-- start of RECORDS FOR THE TASK --

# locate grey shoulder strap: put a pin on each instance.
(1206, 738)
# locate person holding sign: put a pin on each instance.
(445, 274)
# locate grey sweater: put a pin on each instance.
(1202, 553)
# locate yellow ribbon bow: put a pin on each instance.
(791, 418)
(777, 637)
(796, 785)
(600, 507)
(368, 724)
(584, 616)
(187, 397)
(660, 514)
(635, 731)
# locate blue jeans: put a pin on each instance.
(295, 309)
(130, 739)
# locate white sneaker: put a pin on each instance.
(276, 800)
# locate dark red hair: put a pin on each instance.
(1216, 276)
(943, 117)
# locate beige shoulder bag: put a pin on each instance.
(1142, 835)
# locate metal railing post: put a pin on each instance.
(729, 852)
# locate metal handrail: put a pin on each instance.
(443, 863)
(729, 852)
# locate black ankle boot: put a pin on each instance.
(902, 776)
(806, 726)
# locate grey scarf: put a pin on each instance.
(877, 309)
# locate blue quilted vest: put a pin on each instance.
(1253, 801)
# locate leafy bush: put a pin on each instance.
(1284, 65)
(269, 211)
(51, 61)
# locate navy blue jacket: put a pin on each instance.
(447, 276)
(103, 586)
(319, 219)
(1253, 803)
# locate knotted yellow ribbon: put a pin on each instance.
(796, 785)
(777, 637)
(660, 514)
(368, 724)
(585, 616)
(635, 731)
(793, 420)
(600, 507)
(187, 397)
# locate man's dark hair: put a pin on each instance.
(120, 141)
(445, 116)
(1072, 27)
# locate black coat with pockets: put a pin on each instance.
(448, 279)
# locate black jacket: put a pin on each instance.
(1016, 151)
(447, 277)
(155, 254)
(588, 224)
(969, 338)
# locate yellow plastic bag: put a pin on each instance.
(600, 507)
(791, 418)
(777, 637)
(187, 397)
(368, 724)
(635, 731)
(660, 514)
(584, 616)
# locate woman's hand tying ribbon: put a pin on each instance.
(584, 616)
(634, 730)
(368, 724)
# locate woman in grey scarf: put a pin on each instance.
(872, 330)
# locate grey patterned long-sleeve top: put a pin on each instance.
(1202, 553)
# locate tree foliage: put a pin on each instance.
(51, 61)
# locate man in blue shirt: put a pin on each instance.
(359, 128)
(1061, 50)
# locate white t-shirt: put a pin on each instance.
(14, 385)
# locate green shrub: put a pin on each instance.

-- end of RECORDS FOR THE TASK --

Output the listing above without altering a single character.

#### EXPECTED ANSWER:
# locate grey shoulder strap: put a pin on each instance.
(1206, 738)
# locate person holding sign: put a pin on each instance.
(445, 274)
# locate grey sweater: put a pin on each instance.
(1202, 553)
# locate yellow ribbon bow: put a pin on each instance.
(791, 418)
(777, 637)
(796, 785)
(600, 507)
(368, 724)
(584, 616)
(187, 397)
(660, 514)
(635, 731)
# locate blue jeans: put a pin on each instance.
(295, 309)
(130, 739)
# locate white sneaker: put a pin on each instance.
(276, 800)
# locate dark red hair: put a pin on each instance.
(1216, 276)
(943, 117)
# locate beige shoulder bag: put a pin on each instance.
(1142, 835)
# locate metal railing post: put a pin on each instance.
(729, 852)
# locate metal handrail: put a pin on each instance.
(443, 863)
(729, 852)
# locate black ankle boot: put a pin on each instance.
(902, 776)
(806, 726)
# locate grey scarf: put a pin on each instance.
(877, 309)
# locate blue quilted vest: put a pin on each instance.
(1253, 801)
# locate leafy bush: put a pin on each instance.
(1284, 65)
(269, 211)
(51, 61)
# locate navy blue jacket: put a pin on each instance.
(447, 276)
(103, 586)
(319, 219)
(1253, 803)
# locate knotted yellow ribbon: put a pin on each instance.
(796, 785)
(777, 637)
(660, 514)
(368, 724)
(585, 616)
(635, 731)
(793, 420)
(600, 507)
(187, 397)
# locate man's dark hair: put a pin on each instance.
(120, 141)
(445, 116)
(1072, 27)
# locate black coat with pockets: put a pin on each instance.
(448, 279)
# locate black jacket: put a pin on each instance.
(1016, 151)
(447, 277)
(155, 254)
(588, 224)
(969, 338)
# locate yellow plastic bag: put a pin on each instance.
(600, 507)
(791, 418)
(777, 637)
(187, 397)
(368, 724)
(635, 731)
(660, 514)
(584, 616)
# locate woman's hand tying ribbon: put a pin on each instance.
(584, 616)
(634, 730)
(368, 724)
# locate woman in grey scarf: put a pin on each instance.
(872, 330)
# locate grey patterned long-sleeve top: put a pin on each instance.
(1202, 553)
# locate tree foliage: put a pin on each instance.
(51, 61)
# locate man in blue shirt: put a pin on each instance.
(359, 128)
(1061, 50)
# locate white t-shirt: put a pin on each instance.
(14, 385)
# locate green shrub: put a pin on each instance.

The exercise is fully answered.